Task brief:
Resume the article about the Johns Hopkins 3D printed ventilator splitter, picking up right after its final sentence.
** Text provided follows **
Johns Hopkins University scientists have developed a prototype 3D printed ventilator splitter to treat patients with acute COVID-19 symptoms.
The prototype should help address safety concerns about cross-contamination when sharing ventilators and correctly managing air flow to patients.
According to team lead and assistant professor Sung Hoon Kang, one of the leading causes of death for COVID-19 patients is a serious lung condition called Acute Respiratory Distress Syndrome (ARDS).
In individuals with ARDS, fluid builds up in the lungs, limiting the amount of oxygen in the bloodstream and depriving vital organs of the oxygen they need to function properly. The only way to manage this is with the help of a ventilator.
Unfortunately, the pandemic has taken such a toll that many healthcare facilities are struggling to find ventilators and other machines needed to treat the sickest patients.
Sharing ventilators has become the norm of late, but this practice has been severely criticised by medical professionals and for good reason.
** End of Text provided **
** Information follows **
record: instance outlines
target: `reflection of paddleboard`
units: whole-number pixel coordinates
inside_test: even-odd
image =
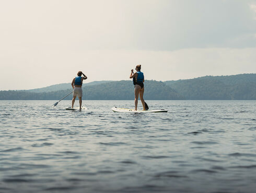
[[[112,110],[114,112],[132,112],[132,113],[166,113],[167,110],[165,110],[164,109],[160,110],[147,110],[147,111],[142,111],[137,110],[135,111],[134,109],[125,108],[120,108],[114,107],[111,108]]]
[[[85,107],[84,106],[82,106],[82,110],[87,110],[88,108],[86,107]],[[79,110],[79,107],[77,106],[77,107],[74,107],[74,108],[71,108],[71,107],[68,107],[68,108],[66,108],[66,110]]]

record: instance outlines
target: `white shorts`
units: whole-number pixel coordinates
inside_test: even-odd
[[[80,87],[75,87],[73,91],[73,96],[77,96],[78,97],[83,96],[83,90]]]

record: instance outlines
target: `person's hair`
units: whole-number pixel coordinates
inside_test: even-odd
[[[136,66],[136,69],[137,69],[138,70],[141,70],[141,67],[142,65],[137,65]]]
[[[82,76],[82,72],[81,71],[78,71],[78,72],[77,73],[77,76]]]

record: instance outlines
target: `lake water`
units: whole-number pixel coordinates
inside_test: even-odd
[[[255,101],[56,102],[0,101],[0,192],[255,191]]]

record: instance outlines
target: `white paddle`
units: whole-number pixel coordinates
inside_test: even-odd
[[[68,95],[69,95],[70,94],[71,94],[72,92],[73,92],[73,91],[71,91],[71,92],[69,92],[69,93],[68,93],[68,94],[67,94],[66,96],[65,96],[63,97],[62,99],[61,99],[60,101],[59,101],[58,102],[56,102],[56,103],[54,103],[54,104],[53,105],[52,105],[52,106],[53,107],[54,107],[54,106],[56,106],[56,105],[58,104],[58,103],[59,103],[59,102],[60,101],[61,101],[62,100],[63,100],[63,99],[65,99],[66,97],[67,97],[67,96],[68,96]]]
** End of Information **
Task answer:
According to the doctors, hooking up several patients to the same ventilator could spread germs and create a chance for cross-contamination.
Another concern is that a ventilator shared by multiple people wouldn’t give all of them the necessary level of oxygen, which could lead to poor patient outcomes and high mortality rates.
The John Hopkins team is thus doing their best to design a splitter that safeguards against these risks.
According to the scientists, the new design includes an air-flow controller and flow meters, allowing clinicians to monitor and adjust air flow for each patient.
The air volume controller is a key addition because each intubated patient requires different flow control.
The team is also adding a filter designed to prevent cross-contamination between patients – important because early reports suggest that those exposed to multiple infected people experience worse outcomes.
They have also chosen to 3D print it and make the process as scalable as possible, as not all have access to high-resolution printers, notes Kang’s team mate, Christopher Shallal.
“The goal here is to quickly get this technology to hospitals around the world – and right to the people who need it the most,” says another team member, Helen Xun.
Once approved by the FDA, Kang and her team will publish their open-source design for others to use.